Point-per-instance localization data:
● ● ● ●
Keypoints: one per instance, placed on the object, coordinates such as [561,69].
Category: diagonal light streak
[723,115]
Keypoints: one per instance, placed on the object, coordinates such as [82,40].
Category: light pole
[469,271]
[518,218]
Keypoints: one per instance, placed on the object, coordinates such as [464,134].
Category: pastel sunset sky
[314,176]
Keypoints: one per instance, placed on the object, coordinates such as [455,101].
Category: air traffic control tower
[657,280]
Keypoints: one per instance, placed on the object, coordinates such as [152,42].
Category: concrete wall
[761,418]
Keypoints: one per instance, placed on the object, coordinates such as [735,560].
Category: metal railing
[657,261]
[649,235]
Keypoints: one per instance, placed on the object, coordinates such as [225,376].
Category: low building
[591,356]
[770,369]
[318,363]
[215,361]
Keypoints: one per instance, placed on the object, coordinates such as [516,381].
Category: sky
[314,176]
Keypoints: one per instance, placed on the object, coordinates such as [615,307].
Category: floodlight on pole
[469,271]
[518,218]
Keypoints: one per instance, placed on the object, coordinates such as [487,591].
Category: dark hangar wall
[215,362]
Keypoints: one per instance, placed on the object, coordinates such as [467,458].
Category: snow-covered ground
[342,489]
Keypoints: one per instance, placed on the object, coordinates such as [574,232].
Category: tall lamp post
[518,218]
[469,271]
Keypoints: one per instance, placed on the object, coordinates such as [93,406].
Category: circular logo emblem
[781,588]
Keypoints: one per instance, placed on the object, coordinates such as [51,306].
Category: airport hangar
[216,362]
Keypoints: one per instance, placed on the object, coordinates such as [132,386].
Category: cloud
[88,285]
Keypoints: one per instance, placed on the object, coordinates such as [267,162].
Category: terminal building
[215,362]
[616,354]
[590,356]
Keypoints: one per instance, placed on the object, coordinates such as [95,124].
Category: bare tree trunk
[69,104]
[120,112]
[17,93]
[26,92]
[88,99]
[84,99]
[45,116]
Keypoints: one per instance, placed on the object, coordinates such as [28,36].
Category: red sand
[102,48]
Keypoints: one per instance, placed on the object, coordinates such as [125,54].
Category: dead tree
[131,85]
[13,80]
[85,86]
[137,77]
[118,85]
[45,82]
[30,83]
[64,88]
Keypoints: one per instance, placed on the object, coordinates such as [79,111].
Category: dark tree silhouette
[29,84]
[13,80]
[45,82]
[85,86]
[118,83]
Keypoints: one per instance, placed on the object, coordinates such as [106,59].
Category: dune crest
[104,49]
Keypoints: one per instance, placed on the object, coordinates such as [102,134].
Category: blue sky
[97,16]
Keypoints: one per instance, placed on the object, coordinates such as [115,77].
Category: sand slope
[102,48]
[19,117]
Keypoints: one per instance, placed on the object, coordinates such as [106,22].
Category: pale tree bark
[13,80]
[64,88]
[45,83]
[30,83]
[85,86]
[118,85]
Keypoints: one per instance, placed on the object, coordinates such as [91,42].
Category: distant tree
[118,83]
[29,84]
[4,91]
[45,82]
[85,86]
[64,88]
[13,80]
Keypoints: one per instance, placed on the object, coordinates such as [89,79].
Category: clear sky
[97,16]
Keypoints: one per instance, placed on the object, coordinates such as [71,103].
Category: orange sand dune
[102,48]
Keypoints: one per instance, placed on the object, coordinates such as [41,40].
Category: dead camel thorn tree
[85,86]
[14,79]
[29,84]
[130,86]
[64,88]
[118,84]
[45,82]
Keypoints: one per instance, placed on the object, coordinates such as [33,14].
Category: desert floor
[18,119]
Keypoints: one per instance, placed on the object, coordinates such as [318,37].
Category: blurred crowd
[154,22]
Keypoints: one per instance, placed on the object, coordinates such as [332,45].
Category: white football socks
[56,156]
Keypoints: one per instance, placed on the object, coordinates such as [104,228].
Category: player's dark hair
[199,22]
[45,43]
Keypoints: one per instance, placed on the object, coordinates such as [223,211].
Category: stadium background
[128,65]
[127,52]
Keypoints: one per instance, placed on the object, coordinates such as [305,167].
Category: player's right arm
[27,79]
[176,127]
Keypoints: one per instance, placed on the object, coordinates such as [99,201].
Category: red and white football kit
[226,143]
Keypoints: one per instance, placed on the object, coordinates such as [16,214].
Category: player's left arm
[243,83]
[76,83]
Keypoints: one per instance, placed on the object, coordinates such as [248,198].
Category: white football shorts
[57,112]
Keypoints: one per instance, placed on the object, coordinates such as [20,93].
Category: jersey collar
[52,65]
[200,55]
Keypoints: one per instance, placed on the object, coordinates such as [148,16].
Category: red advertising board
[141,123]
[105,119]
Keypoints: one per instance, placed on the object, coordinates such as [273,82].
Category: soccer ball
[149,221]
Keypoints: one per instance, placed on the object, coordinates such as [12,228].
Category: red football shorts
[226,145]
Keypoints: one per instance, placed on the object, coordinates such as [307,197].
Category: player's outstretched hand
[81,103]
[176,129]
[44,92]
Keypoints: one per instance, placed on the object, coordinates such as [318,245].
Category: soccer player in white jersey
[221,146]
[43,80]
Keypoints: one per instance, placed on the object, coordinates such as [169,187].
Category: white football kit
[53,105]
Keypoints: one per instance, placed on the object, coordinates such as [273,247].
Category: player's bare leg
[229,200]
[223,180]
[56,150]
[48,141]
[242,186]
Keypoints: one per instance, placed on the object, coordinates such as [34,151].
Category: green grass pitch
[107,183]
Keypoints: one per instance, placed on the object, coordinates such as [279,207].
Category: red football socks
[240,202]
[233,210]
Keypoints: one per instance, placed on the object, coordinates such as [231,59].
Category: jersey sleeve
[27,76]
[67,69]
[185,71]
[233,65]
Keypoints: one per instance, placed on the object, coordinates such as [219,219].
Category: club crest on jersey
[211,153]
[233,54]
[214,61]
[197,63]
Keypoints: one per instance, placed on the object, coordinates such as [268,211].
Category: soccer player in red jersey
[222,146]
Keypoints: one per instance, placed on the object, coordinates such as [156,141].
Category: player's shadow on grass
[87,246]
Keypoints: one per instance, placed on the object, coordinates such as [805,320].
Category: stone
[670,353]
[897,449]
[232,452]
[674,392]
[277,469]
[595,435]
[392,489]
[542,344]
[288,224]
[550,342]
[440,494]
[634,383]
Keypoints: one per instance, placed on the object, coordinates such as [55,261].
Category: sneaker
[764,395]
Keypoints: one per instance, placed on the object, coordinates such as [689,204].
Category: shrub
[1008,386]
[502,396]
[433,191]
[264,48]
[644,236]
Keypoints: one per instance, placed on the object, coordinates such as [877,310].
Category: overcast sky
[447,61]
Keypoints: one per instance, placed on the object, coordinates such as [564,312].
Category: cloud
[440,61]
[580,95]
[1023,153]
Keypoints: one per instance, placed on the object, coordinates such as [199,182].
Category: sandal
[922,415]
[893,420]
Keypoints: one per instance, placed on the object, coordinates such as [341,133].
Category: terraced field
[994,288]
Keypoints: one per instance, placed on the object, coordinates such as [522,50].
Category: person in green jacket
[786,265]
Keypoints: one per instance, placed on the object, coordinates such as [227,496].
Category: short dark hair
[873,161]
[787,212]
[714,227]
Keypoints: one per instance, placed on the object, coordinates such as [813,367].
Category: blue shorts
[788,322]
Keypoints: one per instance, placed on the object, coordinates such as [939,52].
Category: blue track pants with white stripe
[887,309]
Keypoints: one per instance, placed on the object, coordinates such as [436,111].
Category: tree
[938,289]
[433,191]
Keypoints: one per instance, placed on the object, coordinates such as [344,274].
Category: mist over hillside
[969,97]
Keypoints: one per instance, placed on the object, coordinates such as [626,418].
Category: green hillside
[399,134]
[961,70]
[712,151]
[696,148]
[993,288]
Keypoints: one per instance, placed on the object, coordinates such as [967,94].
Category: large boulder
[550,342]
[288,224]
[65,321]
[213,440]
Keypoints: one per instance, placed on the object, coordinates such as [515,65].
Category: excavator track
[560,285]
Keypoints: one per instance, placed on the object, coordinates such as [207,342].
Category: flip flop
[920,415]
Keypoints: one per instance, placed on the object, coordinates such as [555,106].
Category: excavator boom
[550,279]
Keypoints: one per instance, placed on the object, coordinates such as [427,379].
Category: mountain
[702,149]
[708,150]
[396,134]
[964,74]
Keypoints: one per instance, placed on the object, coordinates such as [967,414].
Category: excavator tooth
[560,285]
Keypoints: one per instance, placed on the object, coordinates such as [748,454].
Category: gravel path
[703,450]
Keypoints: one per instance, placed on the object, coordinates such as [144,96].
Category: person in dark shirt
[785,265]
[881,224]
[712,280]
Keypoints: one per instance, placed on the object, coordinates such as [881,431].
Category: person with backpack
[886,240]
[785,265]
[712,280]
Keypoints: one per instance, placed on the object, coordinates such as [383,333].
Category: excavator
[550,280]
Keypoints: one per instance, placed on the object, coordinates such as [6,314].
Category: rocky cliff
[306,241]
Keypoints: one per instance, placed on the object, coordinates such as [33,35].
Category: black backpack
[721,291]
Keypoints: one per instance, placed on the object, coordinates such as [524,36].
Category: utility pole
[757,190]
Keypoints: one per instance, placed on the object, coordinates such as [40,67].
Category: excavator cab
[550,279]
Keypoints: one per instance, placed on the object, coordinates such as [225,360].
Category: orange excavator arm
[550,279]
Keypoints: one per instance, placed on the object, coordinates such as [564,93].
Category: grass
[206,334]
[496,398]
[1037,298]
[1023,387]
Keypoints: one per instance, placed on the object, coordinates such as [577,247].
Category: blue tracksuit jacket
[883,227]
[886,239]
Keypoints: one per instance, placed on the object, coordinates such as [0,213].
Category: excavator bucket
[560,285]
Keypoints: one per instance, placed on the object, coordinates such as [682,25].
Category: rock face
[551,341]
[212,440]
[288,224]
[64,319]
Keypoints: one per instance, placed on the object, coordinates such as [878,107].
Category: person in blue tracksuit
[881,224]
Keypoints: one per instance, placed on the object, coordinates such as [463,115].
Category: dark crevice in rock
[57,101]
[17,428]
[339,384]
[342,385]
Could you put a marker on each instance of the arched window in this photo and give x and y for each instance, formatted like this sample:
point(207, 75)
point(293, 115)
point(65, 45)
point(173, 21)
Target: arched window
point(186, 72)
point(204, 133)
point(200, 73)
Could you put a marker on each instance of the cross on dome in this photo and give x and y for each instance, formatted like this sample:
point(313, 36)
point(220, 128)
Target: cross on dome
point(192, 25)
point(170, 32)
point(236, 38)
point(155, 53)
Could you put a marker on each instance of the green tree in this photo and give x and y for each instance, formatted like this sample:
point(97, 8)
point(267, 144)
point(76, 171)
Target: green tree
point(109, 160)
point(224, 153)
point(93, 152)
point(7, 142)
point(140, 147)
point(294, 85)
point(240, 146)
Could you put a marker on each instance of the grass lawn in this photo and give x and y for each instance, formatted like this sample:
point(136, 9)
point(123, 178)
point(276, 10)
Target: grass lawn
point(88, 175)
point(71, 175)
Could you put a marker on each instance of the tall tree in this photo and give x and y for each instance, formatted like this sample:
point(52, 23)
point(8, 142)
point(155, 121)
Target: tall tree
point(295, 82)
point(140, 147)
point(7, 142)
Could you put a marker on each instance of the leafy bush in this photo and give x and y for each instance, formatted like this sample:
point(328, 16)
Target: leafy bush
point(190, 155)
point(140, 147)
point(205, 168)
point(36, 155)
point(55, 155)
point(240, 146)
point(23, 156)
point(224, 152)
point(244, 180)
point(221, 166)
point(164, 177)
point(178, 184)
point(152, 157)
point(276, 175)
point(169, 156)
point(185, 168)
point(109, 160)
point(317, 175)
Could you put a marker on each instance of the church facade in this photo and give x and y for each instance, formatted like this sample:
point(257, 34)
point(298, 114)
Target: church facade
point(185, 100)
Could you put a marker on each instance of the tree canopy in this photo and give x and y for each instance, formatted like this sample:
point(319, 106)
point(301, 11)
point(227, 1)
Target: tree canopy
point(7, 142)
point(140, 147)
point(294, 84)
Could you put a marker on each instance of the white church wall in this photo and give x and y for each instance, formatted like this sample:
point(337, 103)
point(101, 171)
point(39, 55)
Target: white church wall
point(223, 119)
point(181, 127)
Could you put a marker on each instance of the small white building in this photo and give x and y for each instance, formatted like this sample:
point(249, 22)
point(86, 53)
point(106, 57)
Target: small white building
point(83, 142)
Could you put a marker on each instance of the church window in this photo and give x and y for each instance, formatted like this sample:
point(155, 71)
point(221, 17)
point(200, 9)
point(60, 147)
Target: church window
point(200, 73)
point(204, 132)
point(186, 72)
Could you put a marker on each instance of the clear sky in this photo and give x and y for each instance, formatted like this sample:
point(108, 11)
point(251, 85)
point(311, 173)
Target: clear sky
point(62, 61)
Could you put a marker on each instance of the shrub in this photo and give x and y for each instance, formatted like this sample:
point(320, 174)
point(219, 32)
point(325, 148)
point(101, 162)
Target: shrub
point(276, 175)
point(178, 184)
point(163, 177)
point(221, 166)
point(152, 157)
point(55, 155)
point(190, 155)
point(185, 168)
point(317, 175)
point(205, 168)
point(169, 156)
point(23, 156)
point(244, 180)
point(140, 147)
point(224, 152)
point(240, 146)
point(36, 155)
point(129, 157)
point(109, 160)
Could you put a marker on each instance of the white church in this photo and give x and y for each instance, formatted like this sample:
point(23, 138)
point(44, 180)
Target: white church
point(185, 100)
● ● ● ●
TO DO: The lines above, starting at the one with "such as [463,115]." and ending at the one with "point(173, 21)", are the only ones to return, exactly as written.

ANSWER FOR THE TASK:
Keypoints: one per instance, placed on the object, coordinates such as [463,115].
Category: dark crevice in rock
[57,101]
[17,428]
[339,384]
[342,385]
Could you put a marker on each instance of the arched window in this photo and give x and y for each instance, formatted like this sample:
point(207, 75)
point(293, 115)
point(65, 45)
point(173, 21)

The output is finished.